Technical and Practical Use of Automated Breast Ultrasound in Breast Sonography

George Tsoukatos, BPS, RT(R)*

*Medical Imaging Consultant, Germantown, NY

Address correspondence to: George Tsoukatos, BPS, RT(R)Radiology Support ServicesPO Box 215, Germantown, NY 12526. Email:

Disclosure Statement: The author reports having no significant financial or advisory relationships with corporate organizations related to this activity.


In addition to digital mammography, digital breast tomosynthesis, and breast magnetic resonance imaging (MRI), diagnostic ultrasound (US)/sonography is a valuable supplementary tool in breast imaging. Breast sonography is often used as an additional breast cancer detection modality in women who have dense breast tissue and a negative mammogram. Sonography is currently the primary imaging modality recommended for guiding breast biopsies and other types of interventional breast procedures for its ability to monitor real-time needle-to-lesion guidance as well as for closer examination of suspicious lesions found on screening mammography.

However, conventional handheld US (HHUS) has several limitations such as operator dependence, small field-of-view, lack of reproducibility and standardization, as well as requiring a considerable amount of time from the radiologist for scanning oversight. To remedy some of these limitations, the incorporation and use of automated breast ultrasound scanners (ABUS) may be employed. ABUS is a dedicated method that scans the breast in an automated, standardized manner, with a transducer that is larger than that used in conventional breast sonography. It is a 3-dimensional imaging tool that can be used for supplemental screening primarily in women with dense breasts. In order to provide patients with high-quality and thorough breast screenings and in-depth examinations, radiologic technologists and sonographers should be familiar with the unique display mode, imaging features, patient positioning, and artifacts associated with using ABUS, which differ from those used in HHUS. This course will provide a review of breast anatomy, general information about sonography and the physics of sonography, as well as an update on the types of equipment used in breast sonography, the concepts, technical aspects, pitfalls, and the use of ABUS in clinical practice compared with traditional targeted HHUS.

#### Information shown:
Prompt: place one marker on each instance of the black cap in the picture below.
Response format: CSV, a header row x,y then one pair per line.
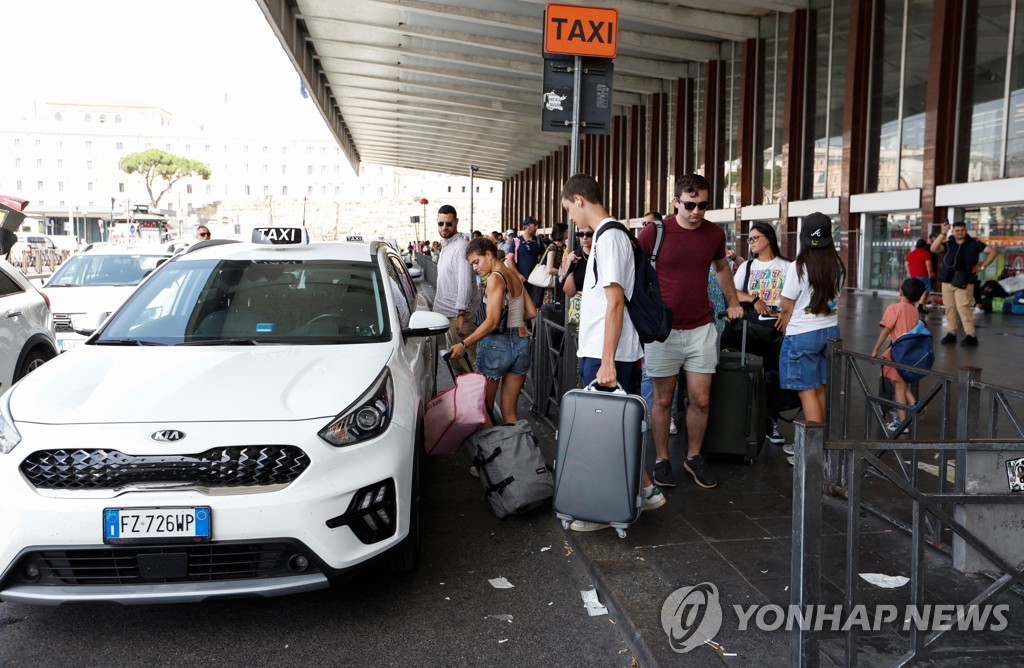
x,y
816,231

#### Explore the material:
1. Please return the part of the automated breast ultrasound text above, starting with "George Tsoukatos, BPS, RT(R)*" and going on through "to this activity.".
2. Translate this sentence from the automated breast ultrasound text into Spanish: "ABUS is a dedicated method that scans the breast in an automated, standardized manner, with a transducer that is larger than that used in conventional breast sonography."

#### Exercise answers:
1.
George Tsoukatos, BPS, RT(R)*

*Medical Imaging Consultant, Germantown, NY

Address correspondence to: George Tsoukatos, BPS, RT(R)Radiology Support ServicesPO Box 215, Germantown, NY 12526. Email:

Disclosure Statement: The author reports having no significant financial or advisory relationships with corporate organizations related to this activity.

2. El ABUS es un método específico que explora la mama de manera automatizada y estandarizada, con un transductor más grande que el que se utiliza en la ecografía mamaria convencional.